(Stored data entries)
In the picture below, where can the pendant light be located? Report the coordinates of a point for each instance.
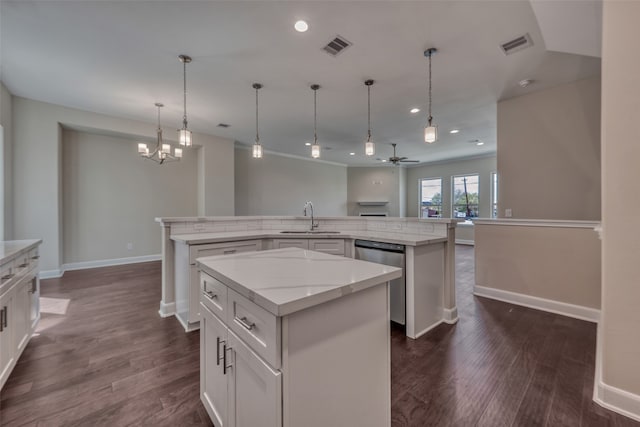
(430, 131)
(162, 152)
(369, 146)
(257, 148)
(185, 136)
(315, 148)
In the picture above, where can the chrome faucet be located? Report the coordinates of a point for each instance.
(310, 206)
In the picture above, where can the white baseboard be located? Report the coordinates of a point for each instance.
(557, 307)
(609, 397)
(51, 274)
(167, 310)
(450, 315)
(109, 262)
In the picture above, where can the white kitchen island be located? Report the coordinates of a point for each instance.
(292, 337)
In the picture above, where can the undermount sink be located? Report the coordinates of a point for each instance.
(309, 232)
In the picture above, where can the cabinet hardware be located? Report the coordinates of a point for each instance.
(218, 358)
(224, 359)
(245, 323)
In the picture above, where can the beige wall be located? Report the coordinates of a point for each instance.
(483, 166)
(560, 264)
(37, 163)
(111, 197)
(619, 336)
(375, 184)
(280, 185)
(549, 153)
(6, 154)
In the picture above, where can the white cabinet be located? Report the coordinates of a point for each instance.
(237, 388)
(19, 309)
(186, 281)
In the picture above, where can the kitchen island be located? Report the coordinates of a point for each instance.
(293, 337)
(429, 268)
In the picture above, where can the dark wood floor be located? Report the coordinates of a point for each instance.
(111, 360)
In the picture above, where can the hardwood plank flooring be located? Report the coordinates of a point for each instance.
(112, 361)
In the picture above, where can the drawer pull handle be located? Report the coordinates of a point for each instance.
(218, 358)
(245, 323)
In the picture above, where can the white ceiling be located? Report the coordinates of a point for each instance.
(120, 57)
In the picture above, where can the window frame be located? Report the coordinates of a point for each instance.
(453, 192)
(441, 205)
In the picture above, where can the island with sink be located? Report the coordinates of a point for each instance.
(428, 271)
(295, 337)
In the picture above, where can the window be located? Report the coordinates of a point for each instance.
(465, 196)
(431, 198)
(494, 194)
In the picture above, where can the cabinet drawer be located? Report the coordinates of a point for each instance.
(214, 295)
(199, 251)
(255, 326)
(328, 246)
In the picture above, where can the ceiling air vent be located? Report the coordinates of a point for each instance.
(516, 44)
(337, 45)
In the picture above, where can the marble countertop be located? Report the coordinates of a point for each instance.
(10, 248)
(283, 281)
(387, 237)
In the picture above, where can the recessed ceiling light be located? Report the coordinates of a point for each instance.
(301, 26)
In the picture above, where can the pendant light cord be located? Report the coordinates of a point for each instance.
(315, 135)
(257, 136)
(184, 118)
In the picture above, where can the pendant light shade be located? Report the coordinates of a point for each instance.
(369, 146)
(315, 148)
(185, 136)
(162, 152)
(430, 131)
(257, 148)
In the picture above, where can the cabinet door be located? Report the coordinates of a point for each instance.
(255, 390)
(213, 381)
(21, 314)
(7, 349)
(290, 243)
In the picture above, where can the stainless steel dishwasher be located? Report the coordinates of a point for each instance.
(393, 255)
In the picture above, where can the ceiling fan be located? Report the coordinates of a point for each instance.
(396, 160)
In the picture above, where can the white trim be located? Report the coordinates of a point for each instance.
(557, 307)
(51, 274)
(109, 262)
(609, 397)
(167, 310)
(537, 223)
(465, 242)
(450, 315)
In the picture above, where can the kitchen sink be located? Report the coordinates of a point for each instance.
(309, 232)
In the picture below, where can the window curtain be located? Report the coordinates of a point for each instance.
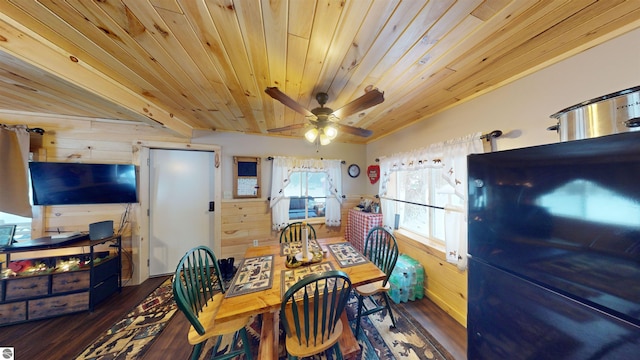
(282, 169)
(14, 170)
(451, 157)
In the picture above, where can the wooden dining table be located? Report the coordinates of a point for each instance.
(268, 301)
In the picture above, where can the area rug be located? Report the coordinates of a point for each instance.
(130, 337)
(133, 335)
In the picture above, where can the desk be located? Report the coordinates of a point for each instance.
(358, 225)
(267, 302)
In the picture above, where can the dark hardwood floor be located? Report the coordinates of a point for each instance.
(63, 338)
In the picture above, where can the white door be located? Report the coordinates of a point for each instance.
(181, 185)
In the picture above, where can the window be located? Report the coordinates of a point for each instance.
(421, 196)
(306, 193)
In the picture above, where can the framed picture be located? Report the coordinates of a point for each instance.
(6, 234)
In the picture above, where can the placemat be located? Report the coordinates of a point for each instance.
(347, 255)
(292, 276)
(253, 275)
(295, 247)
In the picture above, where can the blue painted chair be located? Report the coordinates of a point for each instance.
(381, 249)
(198, 291)
(310, 314)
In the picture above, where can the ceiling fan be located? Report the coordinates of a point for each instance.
(323, 120)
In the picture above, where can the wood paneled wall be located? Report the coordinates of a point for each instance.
(444, 283)
(244, 221)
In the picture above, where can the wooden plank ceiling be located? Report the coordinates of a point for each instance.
(205, 64)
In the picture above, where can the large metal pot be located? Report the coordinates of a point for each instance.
(609, 114)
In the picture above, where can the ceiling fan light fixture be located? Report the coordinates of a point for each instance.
(324, 139)
(311, 135)
(330, 131)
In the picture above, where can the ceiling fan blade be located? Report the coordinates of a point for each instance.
(288, 127)
(275, 93)
(369, 99)
(354, 130)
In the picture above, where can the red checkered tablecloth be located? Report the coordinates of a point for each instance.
(358, 226)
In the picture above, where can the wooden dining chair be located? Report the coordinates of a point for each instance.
(198, 291)
(293, 232)
(310, 314)
(381, 249)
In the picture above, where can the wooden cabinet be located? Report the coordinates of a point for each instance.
(55, 288)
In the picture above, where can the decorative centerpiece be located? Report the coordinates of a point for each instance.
(305, 256)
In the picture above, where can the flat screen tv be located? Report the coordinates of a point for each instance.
(55, 183)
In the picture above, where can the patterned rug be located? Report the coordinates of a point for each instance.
(132, 336)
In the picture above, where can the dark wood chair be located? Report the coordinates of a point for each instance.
(198, 291)
(293, 232)
(311, 314)
(382, 249)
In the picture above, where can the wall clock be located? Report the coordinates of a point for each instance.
(354, 170)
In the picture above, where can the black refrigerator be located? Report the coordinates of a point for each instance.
(554, 246)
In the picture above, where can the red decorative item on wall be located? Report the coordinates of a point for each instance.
(373, 172)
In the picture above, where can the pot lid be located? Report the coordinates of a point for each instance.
(595, 100)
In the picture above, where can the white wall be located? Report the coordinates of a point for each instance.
(236, 144)
(522, 108)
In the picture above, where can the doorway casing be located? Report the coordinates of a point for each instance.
(140, 223)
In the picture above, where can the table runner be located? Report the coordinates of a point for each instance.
(295, 247)
(292, 276)
(254, 274)
(347, 255)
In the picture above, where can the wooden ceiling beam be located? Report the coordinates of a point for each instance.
(27, 46)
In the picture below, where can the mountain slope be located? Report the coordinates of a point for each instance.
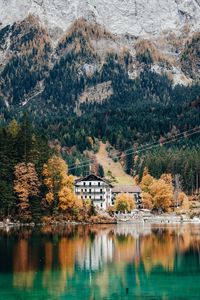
(136, 17)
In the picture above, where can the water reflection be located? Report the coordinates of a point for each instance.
(97, 261)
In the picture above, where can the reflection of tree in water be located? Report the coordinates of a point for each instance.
(24, 265)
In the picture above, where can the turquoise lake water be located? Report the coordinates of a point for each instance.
(100, 262)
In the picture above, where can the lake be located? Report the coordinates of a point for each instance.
(100, 262)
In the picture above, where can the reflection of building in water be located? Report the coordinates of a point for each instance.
(97, 253)
(134, 229)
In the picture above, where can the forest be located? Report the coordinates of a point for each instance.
(141, 111)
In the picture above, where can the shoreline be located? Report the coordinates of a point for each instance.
(157, 220)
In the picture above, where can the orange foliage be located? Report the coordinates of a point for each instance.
(124, 202)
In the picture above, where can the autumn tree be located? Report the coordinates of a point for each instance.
(147, 200)
(124, 202)
(59, 185)
(146, 181)
(162, 194)
(26, 186)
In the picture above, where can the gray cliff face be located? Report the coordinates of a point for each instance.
(136, 17)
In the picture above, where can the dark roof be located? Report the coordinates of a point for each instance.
(93, 177)
(126, 189)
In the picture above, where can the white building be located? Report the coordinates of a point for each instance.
(95, 188)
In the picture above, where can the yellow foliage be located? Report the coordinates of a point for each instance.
(162, 194)
(147, 200)
(124, 202)
(183, 201)
(49, 198)
(167, 178)
(146, 182)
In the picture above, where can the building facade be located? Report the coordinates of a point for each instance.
(102, 193)
(95, 188)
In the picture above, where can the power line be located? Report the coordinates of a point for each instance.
(130, 151)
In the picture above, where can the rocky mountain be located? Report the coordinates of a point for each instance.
(135, 17)
(32, 63)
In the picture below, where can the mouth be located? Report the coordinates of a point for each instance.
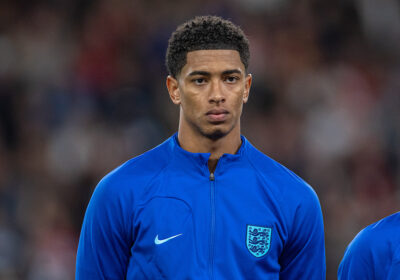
(217, 115)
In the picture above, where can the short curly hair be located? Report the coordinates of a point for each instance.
(205, 33)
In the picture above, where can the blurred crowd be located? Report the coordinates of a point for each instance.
(82, 89)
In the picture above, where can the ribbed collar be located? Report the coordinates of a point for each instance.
(200, 160)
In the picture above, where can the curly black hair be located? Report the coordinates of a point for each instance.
(204, 33)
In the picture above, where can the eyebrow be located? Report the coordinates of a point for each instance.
(205, 73)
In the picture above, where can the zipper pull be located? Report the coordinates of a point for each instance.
(212, 177)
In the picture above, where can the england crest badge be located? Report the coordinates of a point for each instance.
(258, 240)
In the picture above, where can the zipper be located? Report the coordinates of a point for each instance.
(212, 227)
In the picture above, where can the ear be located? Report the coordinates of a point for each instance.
(247, 86)
(173, 90)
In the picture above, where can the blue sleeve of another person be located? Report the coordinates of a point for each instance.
(358, 258)
(104, 244)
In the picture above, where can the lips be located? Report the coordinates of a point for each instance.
(217, 115)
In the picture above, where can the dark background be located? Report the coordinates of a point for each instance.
(82, 89)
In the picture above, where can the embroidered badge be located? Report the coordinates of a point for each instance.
(258, 240)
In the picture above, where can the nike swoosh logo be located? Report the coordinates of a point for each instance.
(161, 241)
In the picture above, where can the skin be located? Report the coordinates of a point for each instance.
(210, 90)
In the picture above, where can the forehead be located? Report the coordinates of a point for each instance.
(212, 61)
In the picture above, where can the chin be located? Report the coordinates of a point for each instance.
(216, 133)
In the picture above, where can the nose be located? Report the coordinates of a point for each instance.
(216, 94)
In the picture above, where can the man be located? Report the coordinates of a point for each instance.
(205, 204)
(374, 253)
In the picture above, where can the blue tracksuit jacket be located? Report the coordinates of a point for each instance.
(374, 254)
(162, 215)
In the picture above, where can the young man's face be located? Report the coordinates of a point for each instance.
(211, 89)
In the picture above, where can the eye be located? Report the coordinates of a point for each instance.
(231, 79)
(199, 81)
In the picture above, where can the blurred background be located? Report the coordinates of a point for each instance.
(82, 89)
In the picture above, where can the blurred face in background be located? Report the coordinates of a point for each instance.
(211, 90)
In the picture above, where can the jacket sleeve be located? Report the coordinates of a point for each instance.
(357, 261)
(303, 256)
(105, 240)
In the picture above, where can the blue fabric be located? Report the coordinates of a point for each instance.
(374, 253)
(167, 194)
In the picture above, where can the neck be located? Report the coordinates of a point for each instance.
(196, 143)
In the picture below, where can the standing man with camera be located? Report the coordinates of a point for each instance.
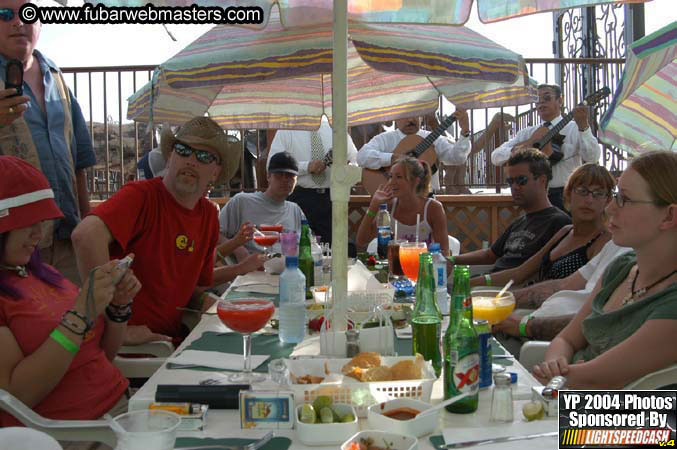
(578, 144)
(46, 128)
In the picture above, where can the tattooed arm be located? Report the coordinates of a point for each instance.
(532, 297)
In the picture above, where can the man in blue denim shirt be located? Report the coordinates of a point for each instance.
(45, 127)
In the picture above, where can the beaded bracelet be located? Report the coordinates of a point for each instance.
(118, 315)
(63, 341)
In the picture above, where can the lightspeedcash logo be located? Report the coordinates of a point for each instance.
(148, 14)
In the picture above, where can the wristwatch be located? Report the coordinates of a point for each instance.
(523, 324)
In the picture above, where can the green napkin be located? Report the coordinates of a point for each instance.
(276, 443)
(262, 344)
(232, 295)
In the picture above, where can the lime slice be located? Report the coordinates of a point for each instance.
(308, 414)
(533, 410)
(323, 401)
(348, 418)
(326, 415)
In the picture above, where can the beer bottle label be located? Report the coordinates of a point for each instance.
(466, 373)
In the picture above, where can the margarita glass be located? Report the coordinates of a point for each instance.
(266, 239)
(486, 306)
(245, 316)
(409, 258)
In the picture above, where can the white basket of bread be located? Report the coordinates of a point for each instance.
(366, 379)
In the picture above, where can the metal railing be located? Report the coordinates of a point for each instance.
(103, 91)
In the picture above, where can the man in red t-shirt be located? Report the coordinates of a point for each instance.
(168, 225)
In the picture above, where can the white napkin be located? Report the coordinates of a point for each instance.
(260, 282)
(216, 360)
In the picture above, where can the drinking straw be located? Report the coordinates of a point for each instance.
(418, 222)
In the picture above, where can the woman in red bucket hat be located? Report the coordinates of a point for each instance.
(57, 341)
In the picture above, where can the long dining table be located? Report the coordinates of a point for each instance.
(222, 423)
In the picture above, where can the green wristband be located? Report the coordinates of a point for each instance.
(523, 325)
(63, 341)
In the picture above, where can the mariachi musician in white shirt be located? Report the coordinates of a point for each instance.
(576, 142)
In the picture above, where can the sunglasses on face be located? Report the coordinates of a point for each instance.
(203, 156)
(7, 14)
(521, 180)
(597, 195)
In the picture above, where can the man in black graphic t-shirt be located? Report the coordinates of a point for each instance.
(527, 172)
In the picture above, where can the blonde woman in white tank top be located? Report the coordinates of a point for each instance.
(406, 194)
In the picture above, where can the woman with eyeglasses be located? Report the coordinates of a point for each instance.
(407, 195)
(587, 194)
(624, 330)
(57, 340)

> What you are asked to do
Your answer should consist only of the lines from the one with "In the picture above, where can the blonde" through the last line of the entries above, retyped exactly.

> Reply
In the picture above, where can the blonde woman in white tank top be located? Report the coordinates of a point for each instance.
(406, 194)
In the picture above, where can the woman with eyeglasses be located? Report the coordinates of a point for each instance.
(407, 195)
(587, 194)
(624, 330)
(57, 340)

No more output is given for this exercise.